Hi Mateusz,

I suppose you could make this work.  Though I can imagine scenarios where
things get difficult, like if a method decides to hold onto a request buffer
for a really long time.  I would be curious to know what sort of performance
improvement we could expect.  Might be worth doing a back of the envelope to
see if it's worth it.

- Doug

On Wed, Apr 28, 2010 at 2:34 PM, Mateusz Berezecki <[email protected]>wrote:

> Hi Doug,
>
> I really like the idea of reading extra header!
>
> I agree that an extra copy is very expensive and I too expect that the
> associated overhead would cancel the gains of reduced number of system
> calls.
>
> My previous email lacked an explanation of how to deliver buffers to
> application without copying. One idea I have been thinking about is to
> have a set of fixed size buffers and load messages there. Once packets
> are laid out in the buffer, the application would be delivered
> pointers to packets within these buffers. The buffers would be
> recycled as soon as the application is done with handling requests.
> The downsides of this approach would be dangling pointers, buffer
> management, etc. but I do not want to consider them for now in this
> e-mail. The upsides are smaller number of memory allocations, and
> lower number of system calls issued.
>
> Mateusz
>
>
> On Wed, Apr 28, 2010 at 2:11 PM, Doug Judd <[email protected]> wrote:
> > Hi Mateusz,
> > Good observation.  The one problem I see with your proposal is that the
> > extra copy from the circular buffer into a buffer that can be delivered
> up
> > into the application would be too expensive.  I suspect it would dwarf
> any
> > savings you got by reducing the number of system calls.  One idea I've
> been
> > meaning to implement is to have the comm layer read an extra 36 bytes
> > (header size) when reading the payload so that the next header gets read
> > along with it.  This would cut the number of read requests in half, under
> > heavy load.
> > - Doug
> > On Wed, Apr 28, 2010 at 1:46 PM, Mateusz Berezecki <[email protected]>
> > wrote:
> >>
> >> Hi,
> >>
> >> I've been tinkering around AsyncComm and I realized that performance
> >> of message reading is suboptimal.

Written problem 1: Can you resize every outline coordinate in the answers of the rows, from the start of the rows down through the line that contains "[[[104,143],[104,119],[102,107],[102,80],[97,80],[97,143]]]" (both ends included), by multiplying it by 0.95 and rounding to whole numbers with halves rounded up? Give all those lines again, requests included, and only those lines.

Record list:
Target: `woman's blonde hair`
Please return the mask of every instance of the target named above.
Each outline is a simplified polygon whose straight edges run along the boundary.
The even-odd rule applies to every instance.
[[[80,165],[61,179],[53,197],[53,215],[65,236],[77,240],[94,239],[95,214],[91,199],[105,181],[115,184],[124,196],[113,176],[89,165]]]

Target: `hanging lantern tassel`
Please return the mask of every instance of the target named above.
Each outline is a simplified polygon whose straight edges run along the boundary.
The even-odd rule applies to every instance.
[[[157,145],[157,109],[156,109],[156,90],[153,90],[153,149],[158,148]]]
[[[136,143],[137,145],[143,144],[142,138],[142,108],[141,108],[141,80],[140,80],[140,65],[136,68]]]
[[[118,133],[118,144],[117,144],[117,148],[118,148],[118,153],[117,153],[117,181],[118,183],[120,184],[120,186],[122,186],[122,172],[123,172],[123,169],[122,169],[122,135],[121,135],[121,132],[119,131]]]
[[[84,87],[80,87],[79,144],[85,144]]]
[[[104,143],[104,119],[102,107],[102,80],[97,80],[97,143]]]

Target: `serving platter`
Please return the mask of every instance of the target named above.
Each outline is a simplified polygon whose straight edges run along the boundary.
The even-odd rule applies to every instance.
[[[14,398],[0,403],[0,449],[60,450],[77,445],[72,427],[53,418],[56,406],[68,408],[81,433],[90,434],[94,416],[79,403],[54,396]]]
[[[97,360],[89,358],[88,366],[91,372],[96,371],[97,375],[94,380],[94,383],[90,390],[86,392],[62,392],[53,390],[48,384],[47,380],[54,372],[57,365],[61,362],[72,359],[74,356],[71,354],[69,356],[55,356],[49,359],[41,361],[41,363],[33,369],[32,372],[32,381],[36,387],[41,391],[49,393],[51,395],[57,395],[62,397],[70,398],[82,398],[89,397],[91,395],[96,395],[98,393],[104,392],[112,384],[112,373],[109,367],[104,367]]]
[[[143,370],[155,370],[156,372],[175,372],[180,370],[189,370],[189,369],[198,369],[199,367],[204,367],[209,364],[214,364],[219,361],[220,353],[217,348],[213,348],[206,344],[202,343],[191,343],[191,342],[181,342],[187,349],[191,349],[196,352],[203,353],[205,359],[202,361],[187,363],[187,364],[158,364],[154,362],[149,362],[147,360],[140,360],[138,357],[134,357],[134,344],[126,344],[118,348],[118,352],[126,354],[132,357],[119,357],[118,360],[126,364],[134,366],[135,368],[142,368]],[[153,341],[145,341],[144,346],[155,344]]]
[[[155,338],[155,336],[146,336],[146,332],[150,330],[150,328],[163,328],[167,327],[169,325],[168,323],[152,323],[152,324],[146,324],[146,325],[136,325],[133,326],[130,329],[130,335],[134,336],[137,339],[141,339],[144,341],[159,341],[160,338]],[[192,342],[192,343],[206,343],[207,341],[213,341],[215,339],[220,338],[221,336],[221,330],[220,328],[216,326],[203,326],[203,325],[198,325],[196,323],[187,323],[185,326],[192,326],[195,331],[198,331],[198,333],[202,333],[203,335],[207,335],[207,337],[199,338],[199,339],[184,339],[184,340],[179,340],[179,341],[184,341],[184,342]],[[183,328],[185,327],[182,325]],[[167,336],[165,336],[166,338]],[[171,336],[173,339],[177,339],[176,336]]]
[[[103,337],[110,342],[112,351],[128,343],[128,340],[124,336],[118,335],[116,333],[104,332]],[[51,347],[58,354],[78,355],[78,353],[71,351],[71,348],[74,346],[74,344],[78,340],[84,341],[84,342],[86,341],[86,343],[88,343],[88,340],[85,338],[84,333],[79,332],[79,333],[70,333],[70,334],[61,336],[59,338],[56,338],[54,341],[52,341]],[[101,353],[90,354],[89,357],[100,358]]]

Written problem 2: Which times of day appear in the email thread's "On Wed, Apr 28, 2010 at ..." lines?

Complete response 1:
Target: `woman's blonde hair`
Please return the mask of every instance of the target named above.
Each outline is a simplified polygon whose straight edges run along the boundary.
The even-odd rule applies to every instance.
[[[76,157],[58,170],[50,187],[50,204],[62,224],[73,228],[89,227],[90,203],[86,189],[100,172],[109,175],[118,186],[107,167],[85,157]]]

Target: `hanging lantern tassel`
Please return the mask of every instance of the target named above.
Each outline is a simplified polygon whose straight edges run along the boundary.
The even-odd rule applies to every instance.
[[[149,138],[149,104],[148,104],[148,86],[145,86],[145,142],[150,141]]]
[[[129,136],[130,138],[136,137],[135,131],[135,103],[134,103],[134,76],[133,76],[133,62],[129,65]]]
[[[112,126],[112,137],[111,137],[111,141],[112,141],[112,145],[111,145],[111,172],[112,174],[114,175],[114,177],[116,177],[116,163],[117,163],[117,161],[116,161],[116,128],[115,128],[115,125],[113,124]]]
[[[80,83],[76,83],[75,137],[81,137]]]
[[[99,136],[99,113],[97,102],[97,76],[92,76],[92,136]]]

Complete response 2: 2:34 PM, 2:11 PM, 1:46 PM